§ INSTRUCTIONS FOR THE TASK
Reproduce word for word the stretch of the Netherlands cycling diary that opens with the words containing "At Zeist there" and closes with "wrong I was.".

Some scenes, on the other hand, were great: the bomb defusion was gripping, lots of incidentals intrigued or amused, and the drinking nightmare was brilliantly weird. Home scenes were constantly foregrounded by Byron’s enlarged photo on one side and the bottle of whisky on the other.

Gouda

After breakfast I walked around Gouda while it was quiet and dry. It’s stereotypically Dutch – cobbles, canals, gables that look good reflected in those same canals. The town hall, the cheese weighing house, the grote kerk, the fish market arcade beside the canal (like Delft) that I remembered from a previous visit – I walked round them all.

I caught the train to Rotterdam (a headwind and memories of the dull ride decided me) and started cycling from there, and now I’m in Maassluis again.

Amersfoort to Gouda

Another day of two halves: a morning ride through sandy woodlands that encouraged me to linger, followed by an afternoon of hard pedalling into a drizzly headwind as I misnavigated and realised that I still had miles to go. The wind is getting stronger and colder too; I turned right towards Oudewater and suddenly moved from a gruelling 7mph to an exhilarating – oooh! – 10mph or so as the wind caught my back.

At Zeist there was a big castle that I skirted round. Lots of forts south of Utrecht, and Nieuwegein and Ijsselstein had pretty old centres when I finally got through all their outskirts. I only really have time to stop for coffee and cake, but I did make exceptions for an undulating hedge dusted with fallen leaves and the biggest gathering of coots I’ve ever seen in one place. I had them down as unsociable birds: how wrong I was.

And so to Gouda. The light was fading as I arrived so I had no time to explore. In the evening I wandered out in search of something to eat; turning a corner, I suddenly found myself in the main square.

Zutphen to Amersfoort

The tasting menu thing stretched to breakfast, which was definitely taking things too far! I had a full day’s cycling ahead and I wanted food, not dainty morsels displayed on stones and marble chips. Particularly not when the tastes include curry soup and goat’s cheese. Not flavours you want haunting you as you pedal along.

Unsurprisingly, I stopped at the first bakery I saw.

Zutphen is on the River Ijssel, which was very close to my hotel. Another pleasant – if damp and grey – ride through the sandy woodland and heath of the Veluwe.

It’s inevitable that I cross or repeat former rides as I cycle between Germany and Dutch ports. Today it was Building A of the transmitting station at Radio Kootwijk (1920) that got the second visit. This time I got the reflection in the reflecting pool. As I pedalled off I wondered if there was anything similar in Britain – Alexandra Palace, some of those place names on old radio dials like Droitwich? But actually I really don’t know the difference between a transmitting station, a radio mast and radio studios.

Once again, I realised I’d left myself with a lot to do in the afternoon. I arrived at my hotel at 4.30 p.m. with my lights on. It’s on the edge of Amersfoort, run by the International School for Philosophy. Each room is named after a philosopher: mine is Jean-Paul Sartre. As I walked along the corridor, past Wittgenstein, John Stuart Mill, Plato, Aristotle and Descartes, I found myself humming Bruces’ Philosophers Song from Monty Python.

§ GIVEN DATA
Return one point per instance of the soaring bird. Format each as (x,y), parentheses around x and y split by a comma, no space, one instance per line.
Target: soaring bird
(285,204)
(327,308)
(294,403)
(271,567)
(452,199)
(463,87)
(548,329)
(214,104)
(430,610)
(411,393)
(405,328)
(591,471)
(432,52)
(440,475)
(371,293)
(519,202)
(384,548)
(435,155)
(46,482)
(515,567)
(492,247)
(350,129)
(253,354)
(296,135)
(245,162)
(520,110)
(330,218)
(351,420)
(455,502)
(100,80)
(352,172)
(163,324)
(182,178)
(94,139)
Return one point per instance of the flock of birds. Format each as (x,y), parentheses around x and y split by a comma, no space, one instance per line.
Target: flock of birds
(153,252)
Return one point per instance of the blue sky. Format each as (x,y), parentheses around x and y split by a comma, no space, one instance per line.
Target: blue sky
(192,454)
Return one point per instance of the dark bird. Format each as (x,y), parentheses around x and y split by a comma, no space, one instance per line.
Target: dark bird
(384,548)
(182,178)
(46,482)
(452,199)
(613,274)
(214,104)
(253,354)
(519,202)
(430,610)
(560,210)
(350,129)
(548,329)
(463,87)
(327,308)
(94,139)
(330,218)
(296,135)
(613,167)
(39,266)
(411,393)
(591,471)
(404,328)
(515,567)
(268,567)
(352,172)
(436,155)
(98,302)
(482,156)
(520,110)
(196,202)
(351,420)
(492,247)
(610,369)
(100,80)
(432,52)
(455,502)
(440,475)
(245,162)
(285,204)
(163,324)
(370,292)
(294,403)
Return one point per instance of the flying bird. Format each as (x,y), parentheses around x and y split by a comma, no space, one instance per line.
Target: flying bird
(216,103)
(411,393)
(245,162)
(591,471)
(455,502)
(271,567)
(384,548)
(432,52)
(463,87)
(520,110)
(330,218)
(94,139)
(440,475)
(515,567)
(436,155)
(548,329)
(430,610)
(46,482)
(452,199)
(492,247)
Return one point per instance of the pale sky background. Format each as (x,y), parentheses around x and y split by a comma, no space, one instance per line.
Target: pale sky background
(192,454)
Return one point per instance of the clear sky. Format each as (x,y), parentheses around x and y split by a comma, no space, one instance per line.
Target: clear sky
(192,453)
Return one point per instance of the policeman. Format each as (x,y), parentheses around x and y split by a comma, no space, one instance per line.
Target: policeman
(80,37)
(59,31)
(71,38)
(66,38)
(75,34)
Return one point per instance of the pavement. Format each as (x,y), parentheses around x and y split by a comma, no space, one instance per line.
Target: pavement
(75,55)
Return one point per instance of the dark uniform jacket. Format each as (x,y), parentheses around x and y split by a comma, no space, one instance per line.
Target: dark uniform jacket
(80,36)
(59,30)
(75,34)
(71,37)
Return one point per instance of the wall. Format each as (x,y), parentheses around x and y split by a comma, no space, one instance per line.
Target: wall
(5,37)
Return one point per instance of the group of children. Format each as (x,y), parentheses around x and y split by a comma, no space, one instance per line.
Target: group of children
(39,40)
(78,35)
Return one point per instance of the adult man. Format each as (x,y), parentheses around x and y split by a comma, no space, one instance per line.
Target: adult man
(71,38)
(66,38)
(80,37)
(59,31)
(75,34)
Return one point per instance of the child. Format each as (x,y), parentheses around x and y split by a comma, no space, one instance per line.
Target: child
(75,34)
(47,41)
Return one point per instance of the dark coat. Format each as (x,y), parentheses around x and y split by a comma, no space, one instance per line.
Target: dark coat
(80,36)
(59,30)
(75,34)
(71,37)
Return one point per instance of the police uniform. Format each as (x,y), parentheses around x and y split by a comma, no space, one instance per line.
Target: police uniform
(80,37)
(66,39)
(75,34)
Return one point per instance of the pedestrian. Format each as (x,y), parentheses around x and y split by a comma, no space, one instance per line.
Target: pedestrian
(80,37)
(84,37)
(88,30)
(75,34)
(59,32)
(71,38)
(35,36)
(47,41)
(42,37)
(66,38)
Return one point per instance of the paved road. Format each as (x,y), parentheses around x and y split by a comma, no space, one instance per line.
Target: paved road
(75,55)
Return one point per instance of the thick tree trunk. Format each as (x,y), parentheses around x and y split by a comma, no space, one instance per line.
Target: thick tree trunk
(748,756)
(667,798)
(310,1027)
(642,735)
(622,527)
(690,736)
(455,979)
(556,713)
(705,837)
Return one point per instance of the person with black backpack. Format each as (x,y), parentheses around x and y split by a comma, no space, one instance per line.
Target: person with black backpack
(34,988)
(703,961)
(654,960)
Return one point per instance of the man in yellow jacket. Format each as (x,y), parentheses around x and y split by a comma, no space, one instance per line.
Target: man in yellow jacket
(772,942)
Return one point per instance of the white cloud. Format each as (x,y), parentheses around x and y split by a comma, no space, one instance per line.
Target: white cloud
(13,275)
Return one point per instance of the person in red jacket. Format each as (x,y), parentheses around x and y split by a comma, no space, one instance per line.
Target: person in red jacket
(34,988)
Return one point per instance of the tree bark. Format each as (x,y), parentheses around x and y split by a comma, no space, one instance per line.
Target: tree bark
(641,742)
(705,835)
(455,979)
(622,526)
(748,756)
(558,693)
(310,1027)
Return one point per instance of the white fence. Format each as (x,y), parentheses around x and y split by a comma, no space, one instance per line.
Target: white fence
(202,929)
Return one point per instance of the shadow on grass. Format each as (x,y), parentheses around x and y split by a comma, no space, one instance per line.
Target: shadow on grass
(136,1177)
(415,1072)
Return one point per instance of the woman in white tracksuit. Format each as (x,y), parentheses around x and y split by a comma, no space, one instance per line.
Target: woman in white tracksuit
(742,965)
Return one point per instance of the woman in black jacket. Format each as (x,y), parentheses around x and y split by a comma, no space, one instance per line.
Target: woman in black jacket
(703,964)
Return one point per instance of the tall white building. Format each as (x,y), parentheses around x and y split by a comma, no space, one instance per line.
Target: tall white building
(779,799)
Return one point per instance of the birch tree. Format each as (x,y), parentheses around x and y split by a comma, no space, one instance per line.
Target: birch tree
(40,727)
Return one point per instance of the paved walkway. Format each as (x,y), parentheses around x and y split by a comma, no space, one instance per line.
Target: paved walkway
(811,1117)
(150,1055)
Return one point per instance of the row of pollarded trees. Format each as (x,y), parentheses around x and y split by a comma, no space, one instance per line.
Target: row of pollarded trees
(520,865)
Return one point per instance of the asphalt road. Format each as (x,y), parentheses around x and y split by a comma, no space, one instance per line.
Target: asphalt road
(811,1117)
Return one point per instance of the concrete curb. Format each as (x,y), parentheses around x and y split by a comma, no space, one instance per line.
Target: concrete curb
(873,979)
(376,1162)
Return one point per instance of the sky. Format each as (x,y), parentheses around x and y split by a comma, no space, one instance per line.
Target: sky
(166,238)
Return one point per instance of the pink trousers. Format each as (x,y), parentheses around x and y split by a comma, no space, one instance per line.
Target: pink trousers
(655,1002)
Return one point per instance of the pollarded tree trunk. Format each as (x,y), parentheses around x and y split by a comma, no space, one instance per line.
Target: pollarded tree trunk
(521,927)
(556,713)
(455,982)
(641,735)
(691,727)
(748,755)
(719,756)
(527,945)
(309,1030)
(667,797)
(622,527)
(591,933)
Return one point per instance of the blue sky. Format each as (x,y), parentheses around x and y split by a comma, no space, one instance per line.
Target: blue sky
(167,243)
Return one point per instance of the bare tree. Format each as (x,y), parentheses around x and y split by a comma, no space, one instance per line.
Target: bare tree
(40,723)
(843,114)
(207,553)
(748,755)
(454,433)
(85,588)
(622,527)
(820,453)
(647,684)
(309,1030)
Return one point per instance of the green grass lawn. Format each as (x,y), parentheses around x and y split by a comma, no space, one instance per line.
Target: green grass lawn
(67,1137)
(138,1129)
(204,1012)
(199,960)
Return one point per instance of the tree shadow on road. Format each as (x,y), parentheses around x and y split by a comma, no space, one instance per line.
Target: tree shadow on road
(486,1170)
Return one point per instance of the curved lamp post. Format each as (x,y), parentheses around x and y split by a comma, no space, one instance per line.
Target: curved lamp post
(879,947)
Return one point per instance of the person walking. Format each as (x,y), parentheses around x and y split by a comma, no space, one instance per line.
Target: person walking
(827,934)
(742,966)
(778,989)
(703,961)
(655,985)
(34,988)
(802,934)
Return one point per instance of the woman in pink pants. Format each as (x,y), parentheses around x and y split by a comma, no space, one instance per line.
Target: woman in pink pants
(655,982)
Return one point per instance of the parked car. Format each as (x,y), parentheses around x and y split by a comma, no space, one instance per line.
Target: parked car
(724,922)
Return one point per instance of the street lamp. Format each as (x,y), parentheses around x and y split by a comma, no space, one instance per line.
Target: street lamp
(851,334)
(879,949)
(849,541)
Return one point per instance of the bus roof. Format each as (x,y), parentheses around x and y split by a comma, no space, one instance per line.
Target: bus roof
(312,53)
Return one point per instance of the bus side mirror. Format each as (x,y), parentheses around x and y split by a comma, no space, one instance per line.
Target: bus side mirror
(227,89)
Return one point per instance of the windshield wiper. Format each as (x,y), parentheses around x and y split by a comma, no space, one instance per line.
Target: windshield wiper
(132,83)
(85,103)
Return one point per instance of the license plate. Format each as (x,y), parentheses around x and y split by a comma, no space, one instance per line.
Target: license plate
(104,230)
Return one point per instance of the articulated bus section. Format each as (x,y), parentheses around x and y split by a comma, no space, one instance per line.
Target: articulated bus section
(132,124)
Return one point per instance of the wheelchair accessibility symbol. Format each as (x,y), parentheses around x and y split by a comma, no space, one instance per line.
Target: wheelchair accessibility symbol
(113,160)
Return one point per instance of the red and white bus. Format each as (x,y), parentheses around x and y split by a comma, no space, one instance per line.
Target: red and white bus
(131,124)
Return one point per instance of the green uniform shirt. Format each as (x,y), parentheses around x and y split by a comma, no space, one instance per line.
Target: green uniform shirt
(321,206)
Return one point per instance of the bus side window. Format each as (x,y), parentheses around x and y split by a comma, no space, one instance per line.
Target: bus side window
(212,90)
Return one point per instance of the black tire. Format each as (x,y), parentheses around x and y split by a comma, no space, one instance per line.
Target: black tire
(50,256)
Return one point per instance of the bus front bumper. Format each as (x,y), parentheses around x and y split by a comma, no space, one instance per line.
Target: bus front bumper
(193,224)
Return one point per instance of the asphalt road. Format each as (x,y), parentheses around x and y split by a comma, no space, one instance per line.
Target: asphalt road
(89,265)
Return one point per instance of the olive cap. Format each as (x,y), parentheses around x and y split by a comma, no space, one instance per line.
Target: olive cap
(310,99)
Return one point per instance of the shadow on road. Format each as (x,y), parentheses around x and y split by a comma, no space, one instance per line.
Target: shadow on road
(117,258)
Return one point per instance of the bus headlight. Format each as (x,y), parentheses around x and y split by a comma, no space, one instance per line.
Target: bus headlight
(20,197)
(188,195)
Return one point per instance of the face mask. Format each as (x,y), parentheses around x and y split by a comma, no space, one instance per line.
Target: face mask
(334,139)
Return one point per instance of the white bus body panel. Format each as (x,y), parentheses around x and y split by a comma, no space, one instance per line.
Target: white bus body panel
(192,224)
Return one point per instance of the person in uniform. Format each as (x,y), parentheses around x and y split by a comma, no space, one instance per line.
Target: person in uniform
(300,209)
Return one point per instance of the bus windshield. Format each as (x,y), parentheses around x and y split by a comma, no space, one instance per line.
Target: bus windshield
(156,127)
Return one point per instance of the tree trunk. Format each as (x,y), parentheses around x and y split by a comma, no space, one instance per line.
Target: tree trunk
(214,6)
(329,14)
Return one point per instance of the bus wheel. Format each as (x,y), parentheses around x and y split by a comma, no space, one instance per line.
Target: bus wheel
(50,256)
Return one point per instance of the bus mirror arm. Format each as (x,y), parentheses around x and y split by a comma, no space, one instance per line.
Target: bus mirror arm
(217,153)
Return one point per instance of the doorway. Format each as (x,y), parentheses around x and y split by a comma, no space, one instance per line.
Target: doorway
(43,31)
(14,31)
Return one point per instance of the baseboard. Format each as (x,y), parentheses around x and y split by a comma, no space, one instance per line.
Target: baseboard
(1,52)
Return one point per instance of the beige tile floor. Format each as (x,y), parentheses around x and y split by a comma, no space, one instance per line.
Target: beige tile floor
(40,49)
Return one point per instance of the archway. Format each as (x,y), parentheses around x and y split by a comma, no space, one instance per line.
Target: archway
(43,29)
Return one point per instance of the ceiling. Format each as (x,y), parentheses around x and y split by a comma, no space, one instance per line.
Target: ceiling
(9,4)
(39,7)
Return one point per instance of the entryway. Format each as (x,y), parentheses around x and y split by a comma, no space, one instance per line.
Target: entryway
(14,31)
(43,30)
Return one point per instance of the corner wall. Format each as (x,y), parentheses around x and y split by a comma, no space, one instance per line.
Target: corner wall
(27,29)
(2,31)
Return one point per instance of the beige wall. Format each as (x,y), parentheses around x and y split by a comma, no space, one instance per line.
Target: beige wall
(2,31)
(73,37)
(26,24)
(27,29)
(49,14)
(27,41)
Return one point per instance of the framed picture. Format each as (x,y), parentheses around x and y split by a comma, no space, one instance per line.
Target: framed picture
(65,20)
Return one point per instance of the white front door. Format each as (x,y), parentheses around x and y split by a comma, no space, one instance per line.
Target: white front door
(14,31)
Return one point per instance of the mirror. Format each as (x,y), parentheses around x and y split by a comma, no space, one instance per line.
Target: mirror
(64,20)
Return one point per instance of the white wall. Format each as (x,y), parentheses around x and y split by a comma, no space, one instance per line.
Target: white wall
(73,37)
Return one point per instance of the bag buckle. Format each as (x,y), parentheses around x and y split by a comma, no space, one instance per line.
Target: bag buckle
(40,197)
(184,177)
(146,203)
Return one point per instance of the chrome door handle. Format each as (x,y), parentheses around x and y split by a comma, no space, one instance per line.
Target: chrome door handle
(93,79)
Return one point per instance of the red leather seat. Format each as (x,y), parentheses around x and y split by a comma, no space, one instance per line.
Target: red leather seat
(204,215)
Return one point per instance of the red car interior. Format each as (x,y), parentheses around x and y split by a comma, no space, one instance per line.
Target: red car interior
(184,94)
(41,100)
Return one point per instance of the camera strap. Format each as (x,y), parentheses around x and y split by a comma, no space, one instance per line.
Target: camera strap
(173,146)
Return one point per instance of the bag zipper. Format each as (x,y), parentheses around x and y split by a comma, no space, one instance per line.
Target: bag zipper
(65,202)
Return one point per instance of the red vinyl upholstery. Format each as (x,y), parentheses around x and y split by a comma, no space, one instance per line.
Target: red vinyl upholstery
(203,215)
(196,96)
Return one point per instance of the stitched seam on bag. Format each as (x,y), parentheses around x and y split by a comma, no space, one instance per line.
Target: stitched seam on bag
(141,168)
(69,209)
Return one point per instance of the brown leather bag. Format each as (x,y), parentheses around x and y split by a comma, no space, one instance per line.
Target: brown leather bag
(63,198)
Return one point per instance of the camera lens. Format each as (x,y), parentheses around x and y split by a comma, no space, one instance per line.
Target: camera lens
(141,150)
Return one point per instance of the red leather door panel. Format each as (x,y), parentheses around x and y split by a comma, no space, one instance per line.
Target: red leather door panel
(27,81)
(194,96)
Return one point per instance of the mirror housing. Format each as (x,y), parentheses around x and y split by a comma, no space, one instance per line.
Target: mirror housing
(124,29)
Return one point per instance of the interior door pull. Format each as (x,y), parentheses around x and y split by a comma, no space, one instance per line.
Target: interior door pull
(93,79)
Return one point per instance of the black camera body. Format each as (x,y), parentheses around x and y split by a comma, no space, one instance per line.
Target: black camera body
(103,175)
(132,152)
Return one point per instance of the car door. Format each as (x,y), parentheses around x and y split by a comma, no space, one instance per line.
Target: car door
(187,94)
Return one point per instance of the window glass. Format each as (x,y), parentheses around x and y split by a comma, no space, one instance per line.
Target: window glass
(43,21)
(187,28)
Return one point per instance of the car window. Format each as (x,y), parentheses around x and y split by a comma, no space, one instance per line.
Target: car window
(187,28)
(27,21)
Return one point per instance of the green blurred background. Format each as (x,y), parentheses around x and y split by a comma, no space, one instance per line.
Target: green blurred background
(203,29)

§ FINAL ANSWER
At Zeist there was a big castle that I skirted round. Lots of forts south of Utrecht, and Nieuwegein and Ijsselstein had pretty old centres when I finally got through all their outskirts. I only really have time to stop for coffee and cake, but I did make exceptions for an undulating hedge dusted with fallen leaves and the biggest gathering of coots I’ve ever seen in one place. I had them down as unsociable birds: how wrong I was.